PASSAGE ::

>> BEGIN

In this section, we study the pdf and hrf shapes of the Lambert-F distributions class, discuss the stochastic ordering of Lambert-F random variables and derive analytical expressions for the quantile function and the raw moments of the Lambert-F distributions class.

3.1. Shapes

The shapes of the pdf and the hrf presented in Corollary 1 can be described analytically. First of all, we see that: (i) $f_X\left(0\right)=[1-log\left(\alpha \right)]f\left(0\right)$; (ii) $h_X\left(0\right)=[1-log\left(\alpha \right)]h\left(0\right)$ and $h_X(\infty )=h(\infty )$.

Secondly, under the assumption that $f^{\prime }\left(x\right)$ and $f^{″}\left(x\right)$ exist, the critical points of the pdf of X are the roots of the equation

$$[1-log\left(\alpha \right)S\left(x\right)]f^{\prime }\left(x\right)+log\left(\alpha \right)f^2\left(x\right)[2-log\left(\alpha \right)S\left(x\right)]=0.$$

(6)

A root $x=x_0$ of Equation (6) will be a local maximum, a local minimum or an inflection point in the cases $\phi \left(x_0\right)<0$, $\phi \left(x_0\right)>0$ or $\phi \left(x_0\right)=0$, respectively, where

$$\begin{array}{cc}\hfill \phi \left(x\right)=& log\left(\alpha \right)f\left(x\right){\alpha }^{F\left(x\right)}\{[2-log\left(\alpha \right)S\left(x\right)][3f^{\prime }\left(x\right)+log\left(\alpha \right)f^2\left(x\right)]\hfill \\ \hfill & +{log}^2\left(\alpha \right)f^3\left(x\right)+[1-log\left(\alpha \right)S\left(x\right)]f^{″}\left(x\right)\}.\hfill \end{array}$$

The critical points of the hrf of X are the roots of the equation

$$[\frac{f^{\prime }\left(x\right)}{S\left(x\right)}+h^2\left(x\right)][1-log\left(\alpha \right)S\left(x\right)]+log\left(\alpha \right)f\left(x\right)h\left(x\right)=0.$$

(7)

>> END

STORED RECORDS ::
>> BEGIN

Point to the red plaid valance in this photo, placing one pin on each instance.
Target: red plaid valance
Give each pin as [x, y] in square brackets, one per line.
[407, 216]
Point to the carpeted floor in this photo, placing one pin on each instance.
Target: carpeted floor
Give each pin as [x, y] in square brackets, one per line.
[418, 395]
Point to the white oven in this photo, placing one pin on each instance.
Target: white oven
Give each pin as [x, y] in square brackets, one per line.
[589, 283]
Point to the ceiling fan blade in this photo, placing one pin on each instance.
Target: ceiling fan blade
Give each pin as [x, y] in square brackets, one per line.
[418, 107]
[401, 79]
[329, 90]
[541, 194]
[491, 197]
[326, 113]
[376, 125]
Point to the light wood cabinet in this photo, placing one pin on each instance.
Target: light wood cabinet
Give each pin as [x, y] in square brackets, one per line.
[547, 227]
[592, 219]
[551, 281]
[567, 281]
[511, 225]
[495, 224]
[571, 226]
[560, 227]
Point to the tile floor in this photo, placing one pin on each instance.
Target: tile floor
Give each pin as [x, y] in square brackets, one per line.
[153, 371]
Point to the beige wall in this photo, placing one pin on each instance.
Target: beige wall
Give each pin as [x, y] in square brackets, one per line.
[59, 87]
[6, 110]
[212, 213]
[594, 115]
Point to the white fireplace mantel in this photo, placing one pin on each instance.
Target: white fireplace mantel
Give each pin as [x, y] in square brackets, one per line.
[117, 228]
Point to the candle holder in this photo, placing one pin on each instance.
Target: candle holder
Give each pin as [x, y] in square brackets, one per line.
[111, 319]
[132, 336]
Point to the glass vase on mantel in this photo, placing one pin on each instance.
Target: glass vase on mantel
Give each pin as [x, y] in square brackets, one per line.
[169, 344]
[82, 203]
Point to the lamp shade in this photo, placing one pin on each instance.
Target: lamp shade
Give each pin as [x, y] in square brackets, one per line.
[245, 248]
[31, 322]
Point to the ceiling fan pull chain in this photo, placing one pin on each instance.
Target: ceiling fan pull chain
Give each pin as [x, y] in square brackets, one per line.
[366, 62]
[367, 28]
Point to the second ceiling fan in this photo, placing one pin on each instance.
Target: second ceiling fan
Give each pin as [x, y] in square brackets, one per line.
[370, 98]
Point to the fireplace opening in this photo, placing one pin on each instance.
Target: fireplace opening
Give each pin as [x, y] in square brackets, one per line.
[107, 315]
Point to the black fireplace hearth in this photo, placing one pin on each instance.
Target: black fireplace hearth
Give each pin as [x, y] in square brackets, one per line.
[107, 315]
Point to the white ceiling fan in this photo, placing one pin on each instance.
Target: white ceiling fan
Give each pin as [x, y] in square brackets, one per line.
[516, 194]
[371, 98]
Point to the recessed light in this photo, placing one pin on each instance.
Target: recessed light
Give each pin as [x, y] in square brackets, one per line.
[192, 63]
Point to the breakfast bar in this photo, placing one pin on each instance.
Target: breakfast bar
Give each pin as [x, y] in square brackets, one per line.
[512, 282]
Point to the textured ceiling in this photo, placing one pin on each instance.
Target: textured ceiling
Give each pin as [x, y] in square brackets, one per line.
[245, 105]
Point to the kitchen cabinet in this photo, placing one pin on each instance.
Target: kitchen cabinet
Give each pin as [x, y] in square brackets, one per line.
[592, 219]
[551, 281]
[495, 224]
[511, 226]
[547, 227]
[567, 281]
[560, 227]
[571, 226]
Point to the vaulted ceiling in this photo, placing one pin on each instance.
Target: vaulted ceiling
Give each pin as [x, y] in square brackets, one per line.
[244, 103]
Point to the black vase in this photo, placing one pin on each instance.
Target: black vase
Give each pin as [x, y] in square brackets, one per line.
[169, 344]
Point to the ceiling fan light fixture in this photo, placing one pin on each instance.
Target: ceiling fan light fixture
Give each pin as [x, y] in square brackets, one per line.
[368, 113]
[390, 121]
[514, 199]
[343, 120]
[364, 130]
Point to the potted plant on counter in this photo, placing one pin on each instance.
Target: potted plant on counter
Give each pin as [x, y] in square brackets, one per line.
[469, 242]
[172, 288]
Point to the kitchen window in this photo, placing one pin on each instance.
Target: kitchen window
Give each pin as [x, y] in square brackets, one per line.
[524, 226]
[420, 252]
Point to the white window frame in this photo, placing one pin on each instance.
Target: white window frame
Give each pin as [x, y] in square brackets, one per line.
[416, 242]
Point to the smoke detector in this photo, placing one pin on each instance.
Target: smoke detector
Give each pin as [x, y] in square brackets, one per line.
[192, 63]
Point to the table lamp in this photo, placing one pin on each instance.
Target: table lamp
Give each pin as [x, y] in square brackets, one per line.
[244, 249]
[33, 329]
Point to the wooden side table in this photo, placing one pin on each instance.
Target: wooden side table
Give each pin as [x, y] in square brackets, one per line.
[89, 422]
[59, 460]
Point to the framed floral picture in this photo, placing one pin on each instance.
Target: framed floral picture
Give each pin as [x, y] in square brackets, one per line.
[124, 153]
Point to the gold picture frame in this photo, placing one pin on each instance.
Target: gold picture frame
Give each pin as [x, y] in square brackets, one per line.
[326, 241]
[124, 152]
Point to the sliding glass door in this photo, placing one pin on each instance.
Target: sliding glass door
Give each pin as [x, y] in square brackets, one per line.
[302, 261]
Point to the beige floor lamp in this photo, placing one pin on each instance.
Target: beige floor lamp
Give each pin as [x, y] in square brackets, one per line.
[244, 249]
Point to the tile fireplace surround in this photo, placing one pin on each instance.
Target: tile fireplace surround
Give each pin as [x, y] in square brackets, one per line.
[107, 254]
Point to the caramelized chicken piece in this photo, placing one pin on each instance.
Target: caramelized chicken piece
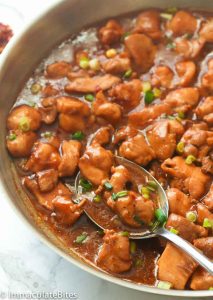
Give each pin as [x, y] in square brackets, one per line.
[110, 33]
[116, 65]
[148, 22]
[192, 178]
[206, 31]
[182, 100]
[47, 199]
[175, 266]
[104, 109]
[142, 50]
[24, 117]
[201, 280]
[128, 94]
[114, 255]
[66, 212]
[189, 48]
[96, 163]
[47, 180]
[92, 84]
[57, 70]
[22, 144]
[179, 203]
[140, 118]
[70, 157]
[182, 23]
[186, 229]
[44, 156]
[136, 149]
[205, 245]
[205, 111]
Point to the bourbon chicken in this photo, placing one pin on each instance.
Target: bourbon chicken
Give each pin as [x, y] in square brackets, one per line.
[136, 87]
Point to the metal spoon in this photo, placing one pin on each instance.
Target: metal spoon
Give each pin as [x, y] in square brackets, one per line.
[159, 230]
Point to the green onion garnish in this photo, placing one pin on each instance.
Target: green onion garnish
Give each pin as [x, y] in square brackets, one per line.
[24, 124]
[78, 135]
[149, 97]
[79, 239]
[160, 215]
[86, 185]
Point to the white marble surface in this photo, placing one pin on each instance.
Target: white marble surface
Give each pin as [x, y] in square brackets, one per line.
[26, 265]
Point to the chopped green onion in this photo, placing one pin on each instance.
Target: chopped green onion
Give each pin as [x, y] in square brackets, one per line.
[87, 186]
[24, 124]
[84, 63]
[124, 233]
[12, 137]
[149, 97]
[190, 159]
[191, 216]
[180, 147]
[79, 239]
[173, 230]
[164, 285]
[108, 186]
[207, 223]
[78, 135]
[146, 86]
[47, 134]
[166, 16]
[97, 199]
[133, 247]
[35, 88]
[160, 215]
[89, 97]
[128, 73]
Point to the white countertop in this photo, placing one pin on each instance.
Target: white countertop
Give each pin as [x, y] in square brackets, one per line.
[27, 265]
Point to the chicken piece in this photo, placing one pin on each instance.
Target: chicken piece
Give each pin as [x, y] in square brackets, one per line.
[92, 84]
[201, 280]
[182, 23]
[182, 100]
[142, 50]
[137, 150]
[175, 266]
[57, 70]
[66, 212]
[162, 140]
[22, 143]
[110, 33]
[207, 79]
[116, 65]
[205, 111]
[189, 48]
[148, 22]
[44, 156]
[71, 105]
[127, 94]
[104, 109]
[96, 163]
[140, 118]
[47, 199]
[206, 31]
[70, 157]
[114, 255]
[205, 245]
[186, 229]
[208, 199]
[24, 117]
[47, 180]
[179, 203]
[202, 213]
[192, 178]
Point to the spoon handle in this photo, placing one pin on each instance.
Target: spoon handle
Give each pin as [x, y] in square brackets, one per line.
[188, 248]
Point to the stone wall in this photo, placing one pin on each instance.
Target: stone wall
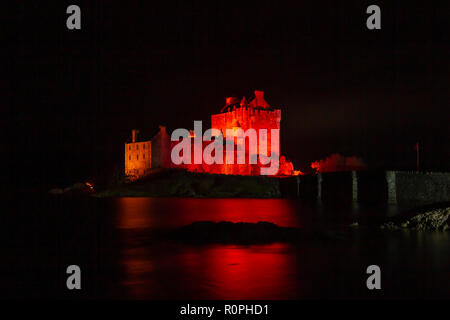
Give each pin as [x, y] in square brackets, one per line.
[403, 189]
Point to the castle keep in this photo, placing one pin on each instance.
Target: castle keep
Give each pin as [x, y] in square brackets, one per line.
[140, 157]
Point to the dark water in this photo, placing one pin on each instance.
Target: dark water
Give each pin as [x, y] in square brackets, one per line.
[116, 244]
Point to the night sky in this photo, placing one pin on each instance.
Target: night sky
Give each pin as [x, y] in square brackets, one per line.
[73, 96]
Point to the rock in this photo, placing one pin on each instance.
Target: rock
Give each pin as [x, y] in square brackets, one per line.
[56, 191]
[433, 220]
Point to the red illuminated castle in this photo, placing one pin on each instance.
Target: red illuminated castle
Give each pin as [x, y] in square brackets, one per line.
[142, 156]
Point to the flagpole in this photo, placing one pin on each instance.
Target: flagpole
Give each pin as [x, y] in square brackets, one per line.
[417, 151]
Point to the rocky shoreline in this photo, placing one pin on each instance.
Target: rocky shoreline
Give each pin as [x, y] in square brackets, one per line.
[431, 220]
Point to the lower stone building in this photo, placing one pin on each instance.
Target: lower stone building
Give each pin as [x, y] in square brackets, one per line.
[138, 157]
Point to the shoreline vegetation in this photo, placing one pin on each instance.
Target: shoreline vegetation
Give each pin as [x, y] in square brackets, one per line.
[180, 183]
[425, 219]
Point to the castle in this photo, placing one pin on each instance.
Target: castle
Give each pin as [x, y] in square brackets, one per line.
[142, 156]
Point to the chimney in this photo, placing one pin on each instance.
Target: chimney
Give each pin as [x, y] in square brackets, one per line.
[134, 133]
[231, 100]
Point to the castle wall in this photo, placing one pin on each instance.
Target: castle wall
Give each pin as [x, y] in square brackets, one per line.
[138, 159]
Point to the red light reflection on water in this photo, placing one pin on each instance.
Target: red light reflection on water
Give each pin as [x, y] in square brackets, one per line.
[175, 270]
[177, 212]
[239, 272]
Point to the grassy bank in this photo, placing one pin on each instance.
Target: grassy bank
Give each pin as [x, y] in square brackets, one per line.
[180, 183]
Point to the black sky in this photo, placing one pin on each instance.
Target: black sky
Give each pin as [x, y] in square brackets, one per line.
[74, 96]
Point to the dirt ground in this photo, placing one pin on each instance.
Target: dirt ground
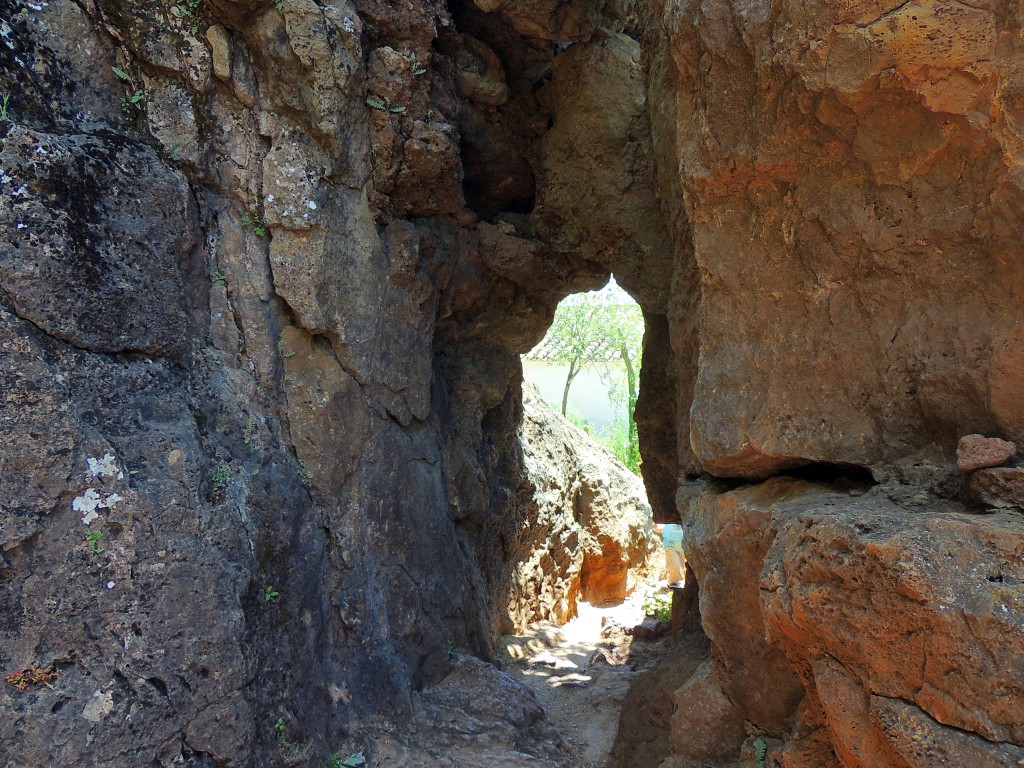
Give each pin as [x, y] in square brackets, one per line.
[582, 672]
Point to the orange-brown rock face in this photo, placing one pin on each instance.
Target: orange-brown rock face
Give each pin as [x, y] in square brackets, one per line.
[890, 634]
[853, 182]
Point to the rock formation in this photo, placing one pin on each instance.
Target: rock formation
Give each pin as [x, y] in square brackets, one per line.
[265, 272]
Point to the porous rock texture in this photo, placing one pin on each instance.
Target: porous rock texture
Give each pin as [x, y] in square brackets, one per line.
[844, 185]
[265, 272]
[261, 388]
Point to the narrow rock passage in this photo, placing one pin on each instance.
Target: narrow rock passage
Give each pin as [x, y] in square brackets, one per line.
[582, 672]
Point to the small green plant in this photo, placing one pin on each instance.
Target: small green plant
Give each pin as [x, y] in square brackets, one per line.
[384, 105]
[190, 10]
[760, 752]
[129, 102]
[220, 473]
[352, 761]
[416, 67]
[93, 538]
[256, 222]
[656, 603]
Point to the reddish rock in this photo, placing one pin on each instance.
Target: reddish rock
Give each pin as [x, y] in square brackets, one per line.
[999, 486]
[977, 452]
[727, 537]
[706, 725]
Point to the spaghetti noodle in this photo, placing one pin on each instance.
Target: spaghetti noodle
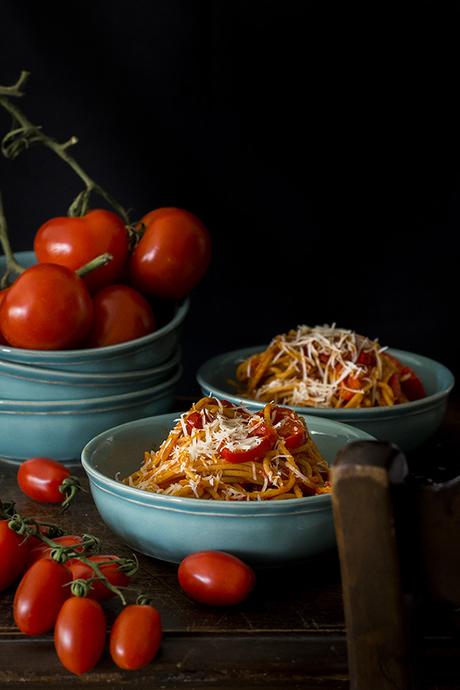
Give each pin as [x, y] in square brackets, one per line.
[327, 366]
[220, 451]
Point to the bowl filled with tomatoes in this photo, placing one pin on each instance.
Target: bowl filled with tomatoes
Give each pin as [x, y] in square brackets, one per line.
[392, 394]
[268, 531]
[90, 326]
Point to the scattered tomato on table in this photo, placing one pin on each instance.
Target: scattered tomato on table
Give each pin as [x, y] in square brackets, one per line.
[135, 636]
[216, 578]
[79, 634]
[47, 481]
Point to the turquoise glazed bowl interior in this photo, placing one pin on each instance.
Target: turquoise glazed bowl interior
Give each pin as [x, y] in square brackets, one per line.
[60, 429]
[170, 527]
[146, 352]
[408, 425]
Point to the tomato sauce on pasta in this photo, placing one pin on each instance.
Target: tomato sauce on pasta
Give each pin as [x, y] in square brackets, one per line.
[220, 451]
[327, 366]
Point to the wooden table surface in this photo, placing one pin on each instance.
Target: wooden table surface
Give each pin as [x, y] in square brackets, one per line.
[289, 634]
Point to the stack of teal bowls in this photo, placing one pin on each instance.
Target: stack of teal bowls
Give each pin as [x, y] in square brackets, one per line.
[53, 402]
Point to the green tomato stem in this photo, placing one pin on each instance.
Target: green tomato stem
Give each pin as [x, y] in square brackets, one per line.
[26, 134]
[99, 261]
[12, 266]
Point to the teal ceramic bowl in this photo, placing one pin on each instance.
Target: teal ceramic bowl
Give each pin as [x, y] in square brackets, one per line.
[171, 527]
[61, 429]
[146, 352]
[25, 382]
[408, 425]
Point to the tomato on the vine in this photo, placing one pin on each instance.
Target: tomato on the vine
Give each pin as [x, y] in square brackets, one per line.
[73, 242]
[42, 550]
[216, 578]
[121, 313]
[111, 571]
[48, 307]
[173, 254]
[41, 478]
[2, 297]
[14, 551]
[40, 595]
[135, 636]
[79, 634]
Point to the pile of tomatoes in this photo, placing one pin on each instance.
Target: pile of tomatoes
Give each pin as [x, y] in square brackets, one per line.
[62, 584]
[50, 306]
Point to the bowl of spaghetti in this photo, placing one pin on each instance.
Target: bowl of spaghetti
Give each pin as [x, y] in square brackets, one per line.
[219, 477]
[336, 373]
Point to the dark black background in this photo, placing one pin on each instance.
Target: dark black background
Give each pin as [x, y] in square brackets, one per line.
[318, 143]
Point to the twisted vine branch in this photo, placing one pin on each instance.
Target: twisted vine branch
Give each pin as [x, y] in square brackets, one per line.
[24, 134]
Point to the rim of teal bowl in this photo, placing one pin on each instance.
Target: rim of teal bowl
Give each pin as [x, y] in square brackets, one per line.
[84, 353]
[134, 494]
[20, 370]
[352, 413]
[68, 406]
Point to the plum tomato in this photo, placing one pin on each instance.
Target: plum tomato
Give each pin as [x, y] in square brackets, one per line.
[48, 307]
[79, 634]
[14, 551]
[40, 595]
[111, 571]
[135, 636]
[120, 314]
[41, 478]
[173, 254]
[216, 578]
[73, 242]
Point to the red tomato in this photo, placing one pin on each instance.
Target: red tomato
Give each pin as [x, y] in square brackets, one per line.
[14, 550]
[290, 427]
[40, 595]
[216, 578]
[98, 590]
[135, 636]
[73, 242]
[173, 254]
[79, 634]
[120, 313]
[256, 452]
[43, 551]
[193, 421]
[47, 308]
[2, 296]
[40, 479]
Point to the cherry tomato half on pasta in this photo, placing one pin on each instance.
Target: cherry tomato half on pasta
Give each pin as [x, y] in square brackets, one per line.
[216, 578]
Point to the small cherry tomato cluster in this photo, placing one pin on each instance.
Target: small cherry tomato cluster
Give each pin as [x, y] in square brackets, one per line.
[96, 278]
[62, 586]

>> END

WRITTEN EXERCISE :: List every topic that the opening sentence of the Lambert-F distributions passage says the section will cover.

REPLY ::
- The pdf and hrf shapes of the Lambert-F distributions class
- The stochastic ordering of Lambert-F random variables
- Analytical expressions for the quantile function of the Lambert-F distributions class
- Analytical expressions for the raw moments of the Lambert-F distributions class